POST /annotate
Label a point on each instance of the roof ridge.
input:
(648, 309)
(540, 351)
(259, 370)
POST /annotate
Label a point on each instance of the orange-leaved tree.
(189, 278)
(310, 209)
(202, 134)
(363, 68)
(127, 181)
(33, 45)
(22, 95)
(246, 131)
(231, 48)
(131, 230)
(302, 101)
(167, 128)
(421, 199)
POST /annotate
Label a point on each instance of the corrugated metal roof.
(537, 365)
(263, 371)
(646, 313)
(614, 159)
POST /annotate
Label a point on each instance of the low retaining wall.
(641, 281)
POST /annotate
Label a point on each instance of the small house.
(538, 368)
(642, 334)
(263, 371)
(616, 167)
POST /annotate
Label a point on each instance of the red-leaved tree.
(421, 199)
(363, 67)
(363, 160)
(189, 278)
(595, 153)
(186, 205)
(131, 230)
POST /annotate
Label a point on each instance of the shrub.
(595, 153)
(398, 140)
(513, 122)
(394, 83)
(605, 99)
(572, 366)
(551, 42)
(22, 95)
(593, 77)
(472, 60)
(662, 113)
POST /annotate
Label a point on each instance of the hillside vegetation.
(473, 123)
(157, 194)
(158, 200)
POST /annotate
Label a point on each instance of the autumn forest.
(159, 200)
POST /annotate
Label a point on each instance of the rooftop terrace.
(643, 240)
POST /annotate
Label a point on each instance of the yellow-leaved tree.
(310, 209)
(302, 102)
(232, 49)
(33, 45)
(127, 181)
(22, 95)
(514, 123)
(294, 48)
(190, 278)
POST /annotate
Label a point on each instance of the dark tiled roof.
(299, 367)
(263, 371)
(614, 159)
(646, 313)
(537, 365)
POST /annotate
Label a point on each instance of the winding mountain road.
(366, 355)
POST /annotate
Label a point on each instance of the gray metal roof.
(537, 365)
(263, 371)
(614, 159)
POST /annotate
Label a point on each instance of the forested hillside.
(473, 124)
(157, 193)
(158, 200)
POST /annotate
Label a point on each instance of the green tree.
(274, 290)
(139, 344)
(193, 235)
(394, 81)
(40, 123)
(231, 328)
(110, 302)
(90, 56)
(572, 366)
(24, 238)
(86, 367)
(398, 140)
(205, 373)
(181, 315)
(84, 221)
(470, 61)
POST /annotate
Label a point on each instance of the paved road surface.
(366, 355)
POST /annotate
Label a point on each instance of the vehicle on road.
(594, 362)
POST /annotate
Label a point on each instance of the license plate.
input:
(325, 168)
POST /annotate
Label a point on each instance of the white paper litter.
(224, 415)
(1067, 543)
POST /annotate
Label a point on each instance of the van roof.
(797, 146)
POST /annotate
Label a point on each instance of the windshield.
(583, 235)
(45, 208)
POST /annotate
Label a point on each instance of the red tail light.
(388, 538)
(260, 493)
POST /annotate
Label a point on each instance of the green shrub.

GIVEN EXERCISE: Return the listing above in full, character for character.

THE RESULT:
POST /annotate
Label a point on each instance of the roof ridge.
input:
(648, 309)
(540, 351)
(259, 370)
POST /annotate
Label a point on each instance of the orange-leaved tree.
(189, 278)
(310, 209)
(202, 134)
(363, 68)
(127, 181)
(33, 45)
(22, 95)
(246, 131)
(231, 48)
(131, 230)
(302, 101)
(167, 128)
(421, 199)
POST /annotate
Label a point on each instance of the corrugated metal roof.
(537, 365)
(263, 371)
(646, 313)
(614, 159)
POST /annotate
Label a point on each instance of the low retaining wall.
(641, 281)
POST /annotate
Label a point on each instance of the small house.
(538, 368)
(642, 334)
(263, 371)
(616, 167)
POST /annotate
Label a point on each instance of the red-leaved tree.
(421, 199)
(363, 67)
(363, 160)
(189, 278)
(595, 153)
(186, 205)
(131, 230)
POST /annotate
Label a point on each instance of the shrub.
(595, 153)
(398, 140)
(513, 122)
(394, 83)
(605, 99)
(572, 366)
(551, 42)
(22, 95)
(593, 77)
(472, 60)
(662, 113)
POST /annotate
Label a point on each instance of the hillside vegetation.
(473, 123)
(157, 194)
(158, 200)
POST /annotate
Label a point on each instance of the autumn forest.
(159, 200)
POST /annotate
Label a point on each instance of the rooftop terrace.
(643, 240)
POST /annotate
Label a point on each instance of the yellow-leaved tree.
(310, 209)
(302, 102)
(232, 49)
(33, 45)
(127, 181)
(22, 95)
(514, 123)
(294, 48)
(190, 278)
POST /annotate
Label a point on each instance of the dark tiled roof.
(299, 367)
(263, 371)
(614, 159)
(646, 313)
(537, 365)
POST /annotate
Label a point on each instance of the winding mountain road.
(366, 355)
POST /annotate
Label a point on each instance of the gray metal roof.
(537, 365)
(263, 371)
(614, 159)
POST /annotate
Label a point on each instance of the forested hillside.
(473, 124)
(157, 193)
(158, 200)
POST /annotate
Label a point on each instance of the green tree.
(274, 290)
(139, 344)
(193, 235)
(394, 81)
(40, 123)
(231, 328)
(110, 302)
(90, 56)
(572, 366)
(24, 238)
(86, 367)
(398, 140)
(205, 373)
(181, 315)
(84, 221)
(470, 61)
POST /annotate
Label a point on each instance of the paved road surface.
(366, 355)
POST /annotate
Label a point on each instance of the vehicle on road.
(594, 362)
POST /annotate
Label a point on each instance of the license plate.
input:
(325, 168)
POST /annotate
Label a point on each instance of the white paper litter.
(224, 415)
(1067, 543)
POST /annotate
Label a point on each instance of the van roof.
(797, 146)
POST /annotate
Label a point on each instance of the windshield.
(583, 235)
(45, 208)
POST /annotate
Label a point on each instance of the red tail light.
(388, 538)
(260, 493)
POST /annotate
Label a point on each instance of the green shrub.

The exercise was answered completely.